:: Set exercise ::
Reproduce the portion of the Usenet thread below, starting at the words "Sep 3, 1992, 6:10:35" and stopping after the words "discrete distribution only.".

--- begin Quoted text ---

Sep 3, 1992, 2:44:00 PM9/3/92
to
I'm a senior math major taking my first p&s course, and this problem
has come up and it intrigues me. My prof. has a proof for it, but he said it
was way over my head. Does anyone know of a proof suitable for a senior

### USENET News System

Sep 3, 1992, 6:10:35 PM9/3/92
to
If you are a senior math major then you should have no difficulty
in following the proof. I suspect the real problem is that it's way

Well, I must admit that I'm going to cheat. :-) Let's prove the result
for a discrete distribution only.

When c != any possible x
d/dc (sum|x-c|) = number of x's greater than c - number of x's less than c
otherwise this does not exist.
This derivative is decreasing if c < median and increasing if c > median
and as sum|x-c| is continuous and piecewise linear, the minimum either
occurs where there is a discontinuity in the derivative, or where it is
zero over an interval. The latter case corresponds to a median. In the
former case we choose the discontinuity such that on either side
|number of x's greater than c - number of x's less than c| is smallest.

In the continuous case the derivative exists nowhere but a limiting
argument could be used. (This might be over my head :-).

### T. Scott Thompson

Sep 3, 1992, 10:01:11 PM9/3/92
to
ne...@massey.ac.nz (USENET News System) writes:

>In article <3SEP1992...@utkvx2.utk.edu>, men...@utkvx2.utk.edu (Menees, Bill) writes:
>>
>> I'm a senior math major taking my first p&s course, and this problem
>> has come up and it intrigues me. My prof. has a proof for it, but he said it
>> was way over my head. Does anyone know of a proof suitable for a senior
>>

[explanation for the discrete case deleted]

>In the continuous case the derivative exists nowhere but a limiting
>argument could be used. (This might be over my head :-).

--- end Quoted text ---
--- begin Recorded data ---

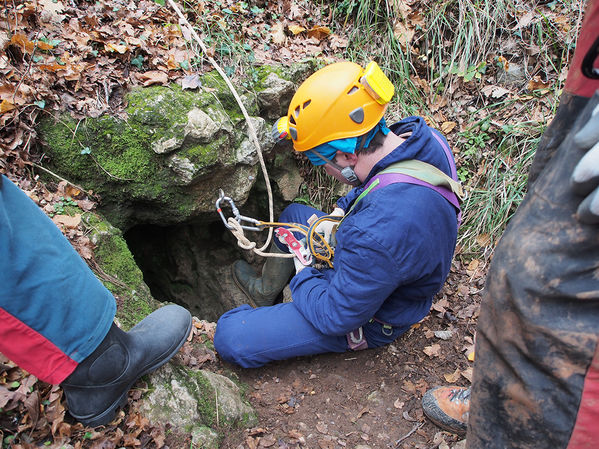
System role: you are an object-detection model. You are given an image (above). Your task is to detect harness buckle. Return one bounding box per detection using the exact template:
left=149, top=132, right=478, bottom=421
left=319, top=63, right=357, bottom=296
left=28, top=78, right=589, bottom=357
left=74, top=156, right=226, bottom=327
left=275, top=227, right=312, bottom=267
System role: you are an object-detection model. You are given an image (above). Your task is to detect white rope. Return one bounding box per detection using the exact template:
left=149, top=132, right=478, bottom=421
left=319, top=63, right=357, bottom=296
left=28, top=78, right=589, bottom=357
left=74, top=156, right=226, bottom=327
left=227, top=217, right=293, bottom=259
left=168, top=0, right=280, bottom=252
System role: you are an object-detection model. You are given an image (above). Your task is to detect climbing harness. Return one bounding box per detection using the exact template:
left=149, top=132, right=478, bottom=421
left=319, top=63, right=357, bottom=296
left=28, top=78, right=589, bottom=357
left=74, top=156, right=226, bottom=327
left=216, top=189, right=342, bottom=268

--- end Recorded data ---

:: Final result ::
Sep 3, 1992, 6:10:35 PM9/3/92
to
If you are a senior math major then you should have no difficulty
in following the proof. I suspect the real problem is that it's way

Well, I must admit that I'm going to cheat. :-) Let's prove the result
for a discrete distribution only.